(Stored data entries)
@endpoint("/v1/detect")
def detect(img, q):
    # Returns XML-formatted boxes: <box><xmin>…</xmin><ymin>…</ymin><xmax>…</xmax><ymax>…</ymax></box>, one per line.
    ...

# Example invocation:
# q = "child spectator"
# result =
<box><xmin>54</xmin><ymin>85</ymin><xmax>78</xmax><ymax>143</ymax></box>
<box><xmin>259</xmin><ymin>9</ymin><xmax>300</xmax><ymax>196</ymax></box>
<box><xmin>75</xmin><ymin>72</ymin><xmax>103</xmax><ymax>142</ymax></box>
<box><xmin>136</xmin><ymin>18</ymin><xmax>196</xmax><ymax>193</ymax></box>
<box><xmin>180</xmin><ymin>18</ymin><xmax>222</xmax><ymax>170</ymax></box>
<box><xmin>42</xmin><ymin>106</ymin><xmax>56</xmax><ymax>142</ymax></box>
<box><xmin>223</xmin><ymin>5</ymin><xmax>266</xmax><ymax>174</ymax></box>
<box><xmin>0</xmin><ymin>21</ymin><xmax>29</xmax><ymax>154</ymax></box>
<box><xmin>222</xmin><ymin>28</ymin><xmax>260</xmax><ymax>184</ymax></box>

▶ WRITTEN EXERCISE
Copy the listing above word for word, keeping every line unchanged.

▶ EXERCISE RESPONSE
@endpoint("/v1/detect")
def detect(img, q):
    # Returns XML-formatted boxes: <box><xmin>…</xmin><ymin>…</ymin><xmax>…</xmax><ymax>…</ymax></box>, one per line.
    ...

# Example invocation:
# q = "child spectator"
# result =
<box><xmin>54</xmin><ymin>85</ymin><xmax>78</xmax><ymax>143</ymax></box>
<box><xmin>259</xmin><ymin>9</ymin><xmax>300</xmax><ymax>196</ymax></box>
<box><xmin>75</xmin><ymin>72</ymin><xmax>103</xmax><ymax>142</ymax></box>
<box><xmin>136</xmin><ymin>18</ymin><xmax>196</xmax><ymax>193</ymax></box>
<box><xmin>180</xmin><ymin>18</ymin><xmax>222</xmax><ymax>170</ymax></box>
<box><xmin>42</xmin><ymin>106</ymin><xmax>56</xmax><ymax>142</ymax></box>
<box><xmin>223</xmin><ymin>5</ymin><xmax>266</xmax><ymax>174</ymax></box>
<box><xmin>0</xmin><ymin>21</ymin><xmax>29</xmax><ymax>154</ymax></box>
<box><xmin>222</xmin><ymin>28</ymin><xmax>260</xmax><ymax>184</ymax></box>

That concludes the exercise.